Friday, March 5, 2010

Let me start by saying, I am thankful, thankful, thankful to be pregnant. So don't any of my 2 readers (am I being generous there) think I am unhappy or ungrateful...but I gotta vent.

Ryan has brought home yet another cold, which I promptly caught. My doctor, who I love and trust to pieces is on the conservative side when it comes to meds, so he basically refuses to assist in any way. NOT that there are so many options for a knocked up lady... but hell anything would be better than what I have for defense now, which is basically nothing. Hot tea. Orange Juice. Soft tissues. Sleeping sitting up. Yeah.

So here I am, 5 long nights into this unrelenting congestion. I CANNOT sleep to save my life. I get 30 minute to 1 hour stretches. Thats it. Then its awake for another hour or so, then back to sleep. Add in hip pain and my overactive bladder, yeah. Im getting maybe 4 hours a night.

• _Exercise tasks_
1: In the pregnancy blog post, how many nights of congestion has the writer endured so far?
2: Turn the paragraph of the pregnancy blog post that begins "Ryan has brought home yet another cold" into a short bulleted list that keeps its main facts.
3: Pick up the pregnancy blog post after its final sentence and keep writing it.

Point localization data
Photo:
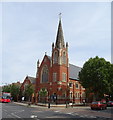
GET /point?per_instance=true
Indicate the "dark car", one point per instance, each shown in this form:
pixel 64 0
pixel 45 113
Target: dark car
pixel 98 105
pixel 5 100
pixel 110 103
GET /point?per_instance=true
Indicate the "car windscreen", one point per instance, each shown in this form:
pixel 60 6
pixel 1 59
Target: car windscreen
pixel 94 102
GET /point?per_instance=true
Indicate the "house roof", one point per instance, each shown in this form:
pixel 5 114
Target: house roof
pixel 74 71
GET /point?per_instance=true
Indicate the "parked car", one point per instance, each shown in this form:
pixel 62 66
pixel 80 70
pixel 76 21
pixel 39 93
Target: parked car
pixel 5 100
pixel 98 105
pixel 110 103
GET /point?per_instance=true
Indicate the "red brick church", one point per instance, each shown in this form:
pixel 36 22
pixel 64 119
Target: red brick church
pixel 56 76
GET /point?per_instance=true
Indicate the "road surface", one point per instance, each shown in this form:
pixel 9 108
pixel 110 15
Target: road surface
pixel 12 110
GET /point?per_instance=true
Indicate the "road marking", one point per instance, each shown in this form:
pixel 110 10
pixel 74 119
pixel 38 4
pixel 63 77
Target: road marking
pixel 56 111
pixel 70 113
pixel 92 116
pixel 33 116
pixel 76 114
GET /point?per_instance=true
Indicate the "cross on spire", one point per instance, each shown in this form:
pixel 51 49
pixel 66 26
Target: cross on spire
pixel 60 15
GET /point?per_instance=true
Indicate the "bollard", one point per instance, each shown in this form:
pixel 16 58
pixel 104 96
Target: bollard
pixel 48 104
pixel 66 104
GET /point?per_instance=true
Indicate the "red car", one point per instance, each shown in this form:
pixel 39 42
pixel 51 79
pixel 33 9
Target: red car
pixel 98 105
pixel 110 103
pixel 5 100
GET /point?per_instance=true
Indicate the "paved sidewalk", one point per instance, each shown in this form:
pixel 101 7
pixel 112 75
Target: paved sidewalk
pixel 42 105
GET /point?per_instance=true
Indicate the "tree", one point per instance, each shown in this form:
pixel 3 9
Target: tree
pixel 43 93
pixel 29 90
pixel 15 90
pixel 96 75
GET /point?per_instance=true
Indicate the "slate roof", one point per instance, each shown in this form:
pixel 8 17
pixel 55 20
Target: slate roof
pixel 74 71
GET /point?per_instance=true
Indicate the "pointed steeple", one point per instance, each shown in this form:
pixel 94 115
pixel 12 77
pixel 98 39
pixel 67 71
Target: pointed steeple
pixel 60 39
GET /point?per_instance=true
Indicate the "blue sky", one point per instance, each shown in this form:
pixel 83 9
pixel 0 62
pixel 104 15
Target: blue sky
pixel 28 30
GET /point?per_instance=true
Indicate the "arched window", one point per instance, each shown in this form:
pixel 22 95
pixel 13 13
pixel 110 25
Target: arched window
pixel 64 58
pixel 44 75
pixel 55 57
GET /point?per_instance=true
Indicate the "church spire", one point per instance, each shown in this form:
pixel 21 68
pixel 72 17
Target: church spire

• _Responses by item number_
1: Five nights.

2:
- Ryan brought home another cold, and the writer caught it right away.
- The writer's doctor is loved and trusted but conservative about medication, so he basically refuses to help.
- A pregnant woman has few options, but anything would beat the current defense, which is basically nothing.
- Current remedies: hot tea, orange juice, soft tissues and sleeping sitting up.

3:
Yesterday, the exhaustion and the hormones decided to get together and have a party. So I was on the brink of despair all day long. Everything made me cry. Everything made me mad. And you know, once you get into the self destructive path, theres no stopping the snowball of bad consequences.

Kudos to my Andy, who let me alone. He asked about my day, I said you don't wanna know how bad it really was. He asked if he could help. I said, yeah... Im going to bed after I make dinner. Bless the man, he nodded his head, ate his dinner, kissed me good night and I didn't hear a word from him until this morning. Im glad he knows when I need to be alone. Any sort of communication with me last night more than likely would not have ended well.

Well this is a new day. I feel terrible, I am still beyond tired, I think last night was one of the worst nights for sleep this week. But I refuse to allow the negativity overwhelm me today. Its payday, we need some things. Maybe a little retail therapy will take my mind of my misery!